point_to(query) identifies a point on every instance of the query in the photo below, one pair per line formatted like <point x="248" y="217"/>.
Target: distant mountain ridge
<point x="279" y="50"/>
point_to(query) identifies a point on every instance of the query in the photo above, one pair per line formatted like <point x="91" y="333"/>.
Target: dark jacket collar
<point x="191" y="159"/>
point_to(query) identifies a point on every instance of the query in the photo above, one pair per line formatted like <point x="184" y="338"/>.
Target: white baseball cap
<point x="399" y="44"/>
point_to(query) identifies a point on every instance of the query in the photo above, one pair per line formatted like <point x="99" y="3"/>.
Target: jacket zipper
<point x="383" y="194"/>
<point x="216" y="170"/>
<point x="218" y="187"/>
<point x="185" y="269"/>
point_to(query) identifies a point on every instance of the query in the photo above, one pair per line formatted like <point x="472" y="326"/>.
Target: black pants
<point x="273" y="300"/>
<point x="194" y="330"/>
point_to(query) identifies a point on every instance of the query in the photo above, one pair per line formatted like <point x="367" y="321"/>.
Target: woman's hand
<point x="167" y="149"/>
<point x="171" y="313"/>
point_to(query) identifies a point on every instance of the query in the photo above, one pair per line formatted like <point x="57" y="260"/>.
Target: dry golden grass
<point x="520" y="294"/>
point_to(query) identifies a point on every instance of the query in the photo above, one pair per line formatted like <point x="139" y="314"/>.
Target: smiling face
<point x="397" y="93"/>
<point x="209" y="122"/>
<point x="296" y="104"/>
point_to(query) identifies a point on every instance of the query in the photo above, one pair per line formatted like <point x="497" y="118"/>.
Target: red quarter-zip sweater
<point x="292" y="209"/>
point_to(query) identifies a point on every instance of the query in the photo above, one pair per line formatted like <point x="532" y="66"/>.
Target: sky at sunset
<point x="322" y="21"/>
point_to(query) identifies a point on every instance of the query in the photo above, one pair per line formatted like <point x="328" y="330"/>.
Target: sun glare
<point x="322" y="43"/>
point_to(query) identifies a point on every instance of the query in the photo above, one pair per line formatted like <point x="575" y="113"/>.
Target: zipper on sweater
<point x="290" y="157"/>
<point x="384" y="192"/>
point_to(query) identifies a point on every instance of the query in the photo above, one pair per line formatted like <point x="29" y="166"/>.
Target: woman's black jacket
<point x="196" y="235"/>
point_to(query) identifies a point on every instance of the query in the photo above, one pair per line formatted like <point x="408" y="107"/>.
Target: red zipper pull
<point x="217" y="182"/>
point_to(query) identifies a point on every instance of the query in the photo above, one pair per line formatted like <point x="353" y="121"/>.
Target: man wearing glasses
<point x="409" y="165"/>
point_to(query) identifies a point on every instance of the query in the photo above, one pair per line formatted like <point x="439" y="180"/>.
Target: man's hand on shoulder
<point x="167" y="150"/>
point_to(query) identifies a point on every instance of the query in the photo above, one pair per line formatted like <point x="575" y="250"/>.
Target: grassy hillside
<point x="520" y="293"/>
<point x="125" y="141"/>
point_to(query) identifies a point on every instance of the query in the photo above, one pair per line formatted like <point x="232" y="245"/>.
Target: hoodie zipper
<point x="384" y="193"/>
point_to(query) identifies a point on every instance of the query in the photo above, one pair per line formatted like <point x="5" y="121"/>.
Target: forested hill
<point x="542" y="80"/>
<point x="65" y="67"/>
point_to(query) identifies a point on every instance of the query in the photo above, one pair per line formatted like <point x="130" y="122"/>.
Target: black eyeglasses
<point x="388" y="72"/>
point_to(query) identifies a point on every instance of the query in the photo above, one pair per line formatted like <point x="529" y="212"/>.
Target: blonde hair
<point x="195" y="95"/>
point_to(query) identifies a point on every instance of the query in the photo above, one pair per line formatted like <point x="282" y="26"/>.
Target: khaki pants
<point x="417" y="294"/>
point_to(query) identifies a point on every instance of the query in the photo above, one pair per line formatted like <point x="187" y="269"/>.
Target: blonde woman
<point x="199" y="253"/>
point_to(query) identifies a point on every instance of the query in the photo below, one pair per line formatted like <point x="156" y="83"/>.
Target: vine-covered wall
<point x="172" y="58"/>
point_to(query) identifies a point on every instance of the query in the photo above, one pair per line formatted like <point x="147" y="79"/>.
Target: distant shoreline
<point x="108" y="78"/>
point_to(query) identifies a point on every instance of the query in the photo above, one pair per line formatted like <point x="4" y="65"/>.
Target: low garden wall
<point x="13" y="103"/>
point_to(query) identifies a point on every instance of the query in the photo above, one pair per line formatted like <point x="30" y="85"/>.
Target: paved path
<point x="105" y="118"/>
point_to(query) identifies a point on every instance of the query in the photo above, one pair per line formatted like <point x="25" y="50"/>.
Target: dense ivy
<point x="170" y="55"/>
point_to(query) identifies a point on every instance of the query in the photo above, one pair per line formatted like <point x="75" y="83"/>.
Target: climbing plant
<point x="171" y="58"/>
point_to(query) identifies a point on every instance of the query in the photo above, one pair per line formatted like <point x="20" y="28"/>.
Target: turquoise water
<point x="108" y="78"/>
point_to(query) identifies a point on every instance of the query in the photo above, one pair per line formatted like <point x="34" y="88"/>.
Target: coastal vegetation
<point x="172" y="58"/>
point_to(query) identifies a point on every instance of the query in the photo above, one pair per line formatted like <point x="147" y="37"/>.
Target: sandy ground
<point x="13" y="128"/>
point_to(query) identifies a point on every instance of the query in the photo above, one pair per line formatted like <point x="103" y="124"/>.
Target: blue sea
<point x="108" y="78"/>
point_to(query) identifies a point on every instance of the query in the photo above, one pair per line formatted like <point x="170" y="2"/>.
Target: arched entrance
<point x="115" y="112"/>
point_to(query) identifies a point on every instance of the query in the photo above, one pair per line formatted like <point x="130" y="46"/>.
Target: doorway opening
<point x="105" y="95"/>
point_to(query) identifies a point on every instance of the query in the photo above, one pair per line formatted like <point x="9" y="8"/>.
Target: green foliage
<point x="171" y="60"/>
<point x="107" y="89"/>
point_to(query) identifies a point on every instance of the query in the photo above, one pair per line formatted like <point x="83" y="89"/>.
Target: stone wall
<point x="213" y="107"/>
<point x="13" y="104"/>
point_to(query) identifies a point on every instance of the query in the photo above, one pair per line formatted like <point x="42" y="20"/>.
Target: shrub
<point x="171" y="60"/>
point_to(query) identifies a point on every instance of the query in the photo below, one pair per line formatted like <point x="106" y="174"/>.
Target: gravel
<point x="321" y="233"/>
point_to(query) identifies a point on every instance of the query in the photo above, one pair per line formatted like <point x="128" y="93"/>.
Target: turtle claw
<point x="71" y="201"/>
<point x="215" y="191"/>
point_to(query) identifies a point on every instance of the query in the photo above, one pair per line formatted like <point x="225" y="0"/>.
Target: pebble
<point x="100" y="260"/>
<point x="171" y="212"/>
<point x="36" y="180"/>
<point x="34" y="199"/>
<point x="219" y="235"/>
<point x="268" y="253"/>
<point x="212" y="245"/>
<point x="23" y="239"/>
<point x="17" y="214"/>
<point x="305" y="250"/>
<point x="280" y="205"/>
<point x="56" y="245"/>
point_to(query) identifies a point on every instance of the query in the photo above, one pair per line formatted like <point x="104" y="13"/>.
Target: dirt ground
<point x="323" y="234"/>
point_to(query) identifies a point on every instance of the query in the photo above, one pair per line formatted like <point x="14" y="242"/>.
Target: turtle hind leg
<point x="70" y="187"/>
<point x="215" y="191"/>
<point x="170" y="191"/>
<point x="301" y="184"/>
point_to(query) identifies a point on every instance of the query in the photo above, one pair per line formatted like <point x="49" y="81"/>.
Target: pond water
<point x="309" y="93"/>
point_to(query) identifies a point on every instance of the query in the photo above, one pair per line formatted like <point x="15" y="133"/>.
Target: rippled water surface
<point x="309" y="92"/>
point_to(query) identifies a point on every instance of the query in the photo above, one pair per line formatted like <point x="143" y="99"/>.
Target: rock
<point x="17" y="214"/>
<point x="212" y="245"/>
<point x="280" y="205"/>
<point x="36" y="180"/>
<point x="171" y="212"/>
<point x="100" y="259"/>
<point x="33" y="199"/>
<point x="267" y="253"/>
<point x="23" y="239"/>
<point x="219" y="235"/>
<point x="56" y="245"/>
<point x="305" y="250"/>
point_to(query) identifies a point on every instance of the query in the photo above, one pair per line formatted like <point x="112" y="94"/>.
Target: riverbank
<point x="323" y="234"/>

- THE TASK -
You are asked to reproduce word for word the line containing "Target: pond water" and every subsequent line through the end of the entries.

- RESULT OF THE EXERCISE -
Target: pond water
<point x="309" y="93"/>
point_to(query) identifies a point on every instance of the query in the photo above, one pair per line formatted like <point x="15" y="133"/>.
Target: rippled water surface
<point x="309" y="92"/>
point_to(query) identifies a point on every instance of the query in the photo above, one pair per line formatted like <point x="143" y="99"/>.
Target: rock
<point x="17" y="214"/>
<point x="212" y="245"/>
<point x="280" y="205"/>
<point x="36" y="180"/>
<point x="171" y="212"/>
<point x="100" y="259"/>
<point x="33" y="199"/>
<point x="267" y="253"/>
<point x="23" y="239"/>
<point x="219" y="235"/>
<point x="56" y="245"/>
<point x="305" y="250"/>
point_to(query) identifies a point on every instance of the query in the photo above, one pair per line formatted like <point x="112" y="94"/>.
Target: riverbank
<point x="323" y="234"/>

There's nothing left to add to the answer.